**Data to use**
= = = = = = =

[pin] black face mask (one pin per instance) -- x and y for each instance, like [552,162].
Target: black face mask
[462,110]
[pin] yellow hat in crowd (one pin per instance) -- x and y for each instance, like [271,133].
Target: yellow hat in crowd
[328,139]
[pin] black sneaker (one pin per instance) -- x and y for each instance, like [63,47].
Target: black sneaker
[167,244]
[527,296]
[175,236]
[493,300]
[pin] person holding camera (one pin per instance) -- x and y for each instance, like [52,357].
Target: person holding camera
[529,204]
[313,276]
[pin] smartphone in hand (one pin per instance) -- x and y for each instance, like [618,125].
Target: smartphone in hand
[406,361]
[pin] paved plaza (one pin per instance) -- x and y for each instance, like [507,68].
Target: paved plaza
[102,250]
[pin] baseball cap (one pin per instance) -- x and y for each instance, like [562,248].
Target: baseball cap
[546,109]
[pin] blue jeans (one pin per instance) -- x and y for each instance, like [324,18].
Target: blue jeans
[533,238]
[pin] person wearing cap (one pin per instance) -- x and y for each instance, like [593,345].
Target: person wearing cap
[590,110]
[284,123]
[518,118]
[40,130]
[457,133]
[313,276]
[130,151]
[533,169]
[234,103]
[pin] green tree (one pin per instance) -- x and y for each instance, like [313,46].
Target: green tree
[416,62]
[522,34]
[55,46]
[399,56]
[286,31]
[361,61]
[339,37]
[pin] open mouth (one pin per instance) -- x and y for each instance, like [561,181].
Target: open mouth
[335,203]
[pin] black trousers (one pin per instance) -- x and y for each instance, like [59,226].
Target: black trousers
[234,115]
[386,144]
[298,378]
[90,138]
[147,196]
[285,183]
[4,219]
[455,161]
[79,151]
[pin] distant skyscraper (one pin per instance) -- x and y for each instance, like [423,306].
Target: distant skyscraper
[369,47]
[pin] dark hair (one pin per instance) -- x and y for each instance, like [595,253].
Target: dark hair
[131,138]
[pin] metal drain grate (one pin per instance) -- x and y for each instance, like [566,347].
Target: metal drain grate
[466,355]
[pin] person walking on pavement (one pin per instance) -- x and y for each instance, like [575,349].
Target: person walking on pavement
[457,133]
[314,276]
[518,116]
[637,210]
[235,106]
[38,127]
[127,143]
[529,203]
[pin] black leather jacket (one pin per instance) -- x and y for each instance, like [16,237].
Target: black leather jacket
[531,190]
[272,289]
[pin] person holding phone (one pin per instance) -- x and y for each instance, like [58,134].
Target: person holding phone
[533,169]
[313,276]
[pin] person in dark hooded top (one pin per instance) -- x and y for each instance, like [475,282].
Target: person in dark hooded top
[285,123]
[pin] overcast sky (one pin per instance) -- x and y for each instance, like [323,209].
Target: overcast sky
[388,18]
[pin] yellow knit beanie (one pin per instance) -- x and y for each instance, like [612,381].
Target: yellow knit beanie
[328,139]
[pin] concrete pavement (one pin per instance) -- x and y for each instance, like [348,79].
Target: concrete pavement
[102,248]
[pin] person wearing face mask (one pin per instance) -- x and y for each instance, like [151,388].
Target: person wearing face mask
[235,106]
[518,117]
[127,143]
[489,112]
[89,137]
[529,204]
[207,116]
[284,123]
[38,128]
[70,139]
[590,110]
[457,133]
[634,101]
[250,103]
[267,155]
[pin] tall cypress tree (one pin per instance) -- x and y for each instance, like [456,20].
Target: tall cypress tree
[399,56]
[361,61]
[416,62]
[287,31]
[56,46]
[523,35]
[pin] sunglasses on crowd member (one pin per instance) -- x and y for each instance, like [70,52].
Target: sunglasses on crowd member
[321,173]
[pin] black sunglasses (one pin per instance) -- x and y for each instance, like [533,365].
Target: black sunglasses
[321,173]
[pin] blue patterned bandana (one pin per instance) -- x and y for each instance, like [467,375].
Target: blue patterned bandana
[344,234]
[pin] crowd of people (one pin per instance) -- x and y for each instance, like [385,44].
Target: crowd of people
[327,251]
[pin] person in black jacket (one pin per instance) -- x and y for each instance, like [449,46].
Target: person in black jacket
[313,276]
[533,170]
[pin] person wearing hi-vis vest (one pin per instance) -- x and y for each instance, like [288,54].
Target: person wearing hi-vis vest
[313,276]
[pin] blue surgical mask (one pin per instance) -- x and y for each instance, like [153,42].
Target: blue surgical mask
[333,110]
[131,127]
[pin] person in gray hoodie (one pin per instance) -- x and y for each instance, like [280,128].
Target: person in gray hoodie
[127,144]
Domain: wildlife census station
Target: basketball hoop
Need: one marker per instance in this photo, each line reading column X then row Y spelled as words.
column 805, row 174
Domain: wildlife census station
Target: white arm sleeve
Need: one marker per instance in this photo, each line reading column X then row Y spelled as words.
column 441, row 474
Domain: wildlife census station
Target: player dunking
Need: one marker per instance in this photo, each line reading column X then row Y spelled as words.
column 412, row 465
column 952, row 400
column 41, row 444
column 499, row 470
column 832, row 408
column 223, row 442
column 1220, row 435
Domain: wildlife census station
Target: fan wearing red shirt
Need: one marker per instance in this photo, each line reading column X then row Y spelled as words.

= = = = = = =

**What to do**
Return exactly, and only, the lines above starting at the line that contains "[pin] black sunglasses" and ending at the line that contains "[pin] crowd of".

**Response**
[pin] black sunglasses (one pin per instance) -- x and y for each instance, like [533,365].
Target: black sunglasses
[321,173]
[pin] blue patterned bandana (one pin per instance) -- x and y for each instance, like [467,375].
Target: blue patterned bandana
[344,234]
[pin] crowd of people (one pin per instance) -- x and y for each instance, like [385,44].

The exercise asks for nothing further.